_Task statement:_
Look below for the line with "[pin] blue sky -- one per line", then repeat it and all lines after it, exactly, minus any pictures.

_Natural-language object grounding data:_
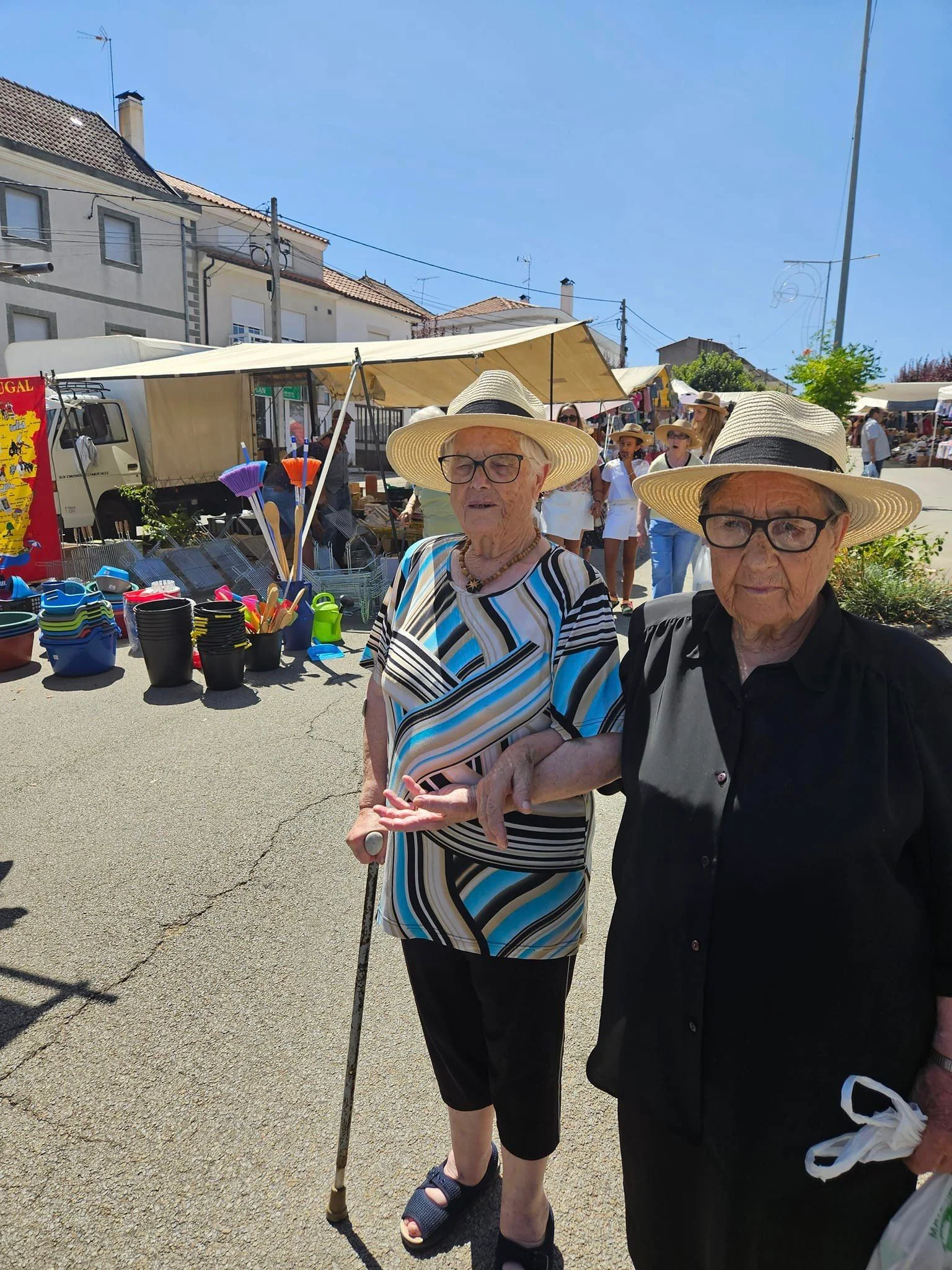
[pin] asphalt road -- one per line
(178, 934)
(178, 931)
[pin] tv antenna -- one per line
(527, 260)
(104, 38)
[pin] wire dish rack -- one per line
(366, 586)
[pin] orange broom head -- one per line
(295, 468)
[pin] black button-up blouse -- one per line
(782, 871)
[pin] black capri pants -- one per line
(494, 1029)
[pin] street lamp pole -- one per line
(853, 173)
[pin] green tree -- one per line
(833, 376)
(716, 373)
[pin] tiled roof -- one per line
(374, 293)
(206, 196)
(366, 290)
(69, 133)
(494, 305)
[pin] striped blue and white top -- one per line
(464, 676)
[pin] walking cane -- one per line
(337, 1204)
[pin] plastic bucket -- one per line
(15, 649)
(168, 658)
(86, 657)
(298, 637)
(265, 653)
(224, 671)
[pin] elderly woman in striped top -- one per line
(484, 641)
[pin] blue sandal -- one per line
(433, 1221)
(541, 1258)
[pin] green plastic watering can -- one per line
(327, 619)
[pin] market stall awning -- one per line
(633, 378)
(899, 397)
(562, 360)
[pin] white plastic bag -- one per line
(919, 1237)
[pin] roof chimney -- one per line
(131, 126)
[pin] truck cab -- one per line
(89, 413)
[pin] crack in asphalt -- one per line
(168, 929)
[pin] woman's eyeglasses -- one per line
(500, 469)
(783, 533)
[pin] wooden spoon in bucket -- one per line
(273, 517)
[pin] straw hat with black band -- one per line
(496, 399)
(777, 432)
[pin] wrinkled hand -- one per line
(508, 780)
(367, 822)
(426, 810)
(933, 1093)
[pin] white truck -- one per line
(131, 447)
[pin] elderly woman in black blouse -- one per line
(783, 868)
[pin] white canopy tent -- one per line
(897, 397)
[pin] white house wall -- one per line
(84, 295)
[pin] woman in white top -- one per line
(621, 520)
(672, 546)
(707, 418)
(569, 511)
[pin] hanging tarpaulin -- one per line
(30, 535)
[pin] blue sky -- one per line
(669, 151)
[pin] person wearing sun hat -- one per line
(621, 527)
(672, 546)
(783, 866)
(485, 641)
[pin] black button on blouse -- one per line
(822, 790)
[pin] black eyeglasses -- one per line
(500, 469)
(783, 533)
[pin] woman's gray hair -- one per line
(530, 447)
(835, 506)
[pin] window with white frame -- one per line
(293, 328)
(247, 322)
(24, 213)
(120, 239)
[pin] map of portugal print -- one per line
(30, 538)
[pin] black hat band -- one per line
(778, 451)
(493, 406)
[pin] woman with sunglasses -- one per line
(772, 935)
(672, 546)
(570, 511)
(488, 638)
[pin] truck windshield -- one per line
(99, 420)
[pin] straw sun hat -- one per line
(496, 399)
(781, 433)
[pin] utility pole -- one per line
(853, 173)
(276, 273)
(277, 393)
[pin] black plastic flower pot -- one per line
(265, 653)
(168, 658)
(224, 671)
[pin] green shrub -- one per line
(891, 580)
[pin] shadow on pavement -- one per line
(17, 1018)
(191, 691)
(231, 699)
(83, 682)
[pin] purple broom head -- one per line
(245, 478)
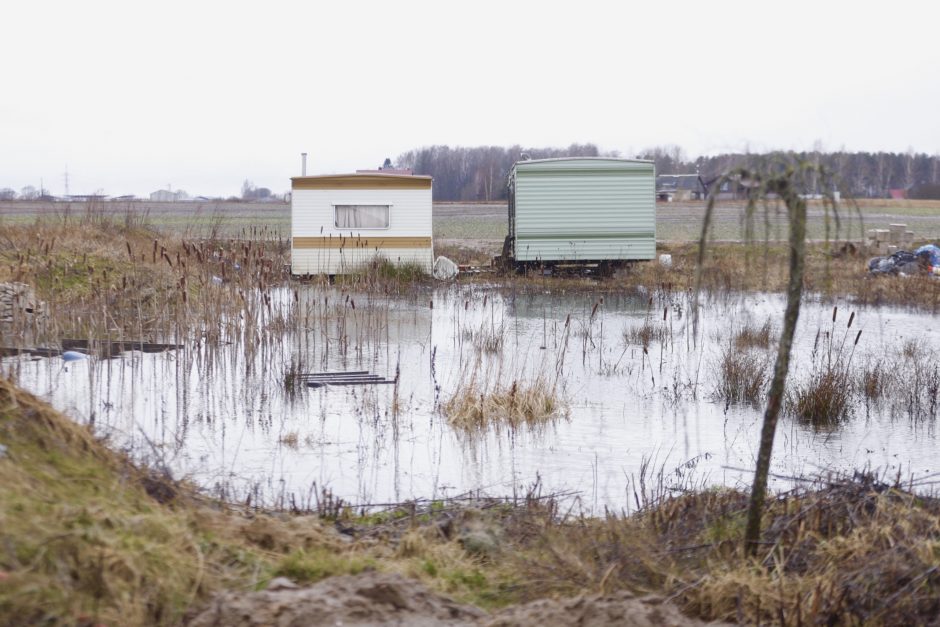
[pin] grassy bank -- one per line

_Written reply:_
[pin] blue sky -- one per line
(669, 151)
[pin] person wearing sun hat -- one per line
(621, 527)
(672, 546)
(783, 866)
(485, 641)
[pin] black button on blouse -- one per line
(822, 790)
[pin] black eyeglasses -- one per line
(500, 469)
(783, 533)
[pin] woman's gray hair -- one per line
(530, 447)
(835, 506)
[pin] window with white frame -- one per line
(293, 328)
(247, 322)
(24, 213)
(120, 239)
[pin] map of portugal print -- one per line
(30, 538)
[pin] black hat band -- one per line
(778, 451)
(493, 406)
[pin] woman with sunglasses -- one per line
(772, 935)
(672, 546)
(570, 511)
(488, 638)
[pin] truck windshield -- one per line
(99, 420)
[pin] straw sun hat -- one per line
(496, 399)
(781, 433)
[pin] utility pole -- one per line
(853, 173)
(276, 273)
(277, 393)
[pin] black plastic flower pot -- one per line
(265, 653)
(168, 658)
(224, 671)
[pin] green shrub -- one per line
(891, 580)
[pin] shadow on pavement -- one per line
(17, 1018)
(191, 691)
(231, 699)
(83, 682)
[pin] purple broom head -- one per line
(245, 478)
[pin] grassy bank -- one per line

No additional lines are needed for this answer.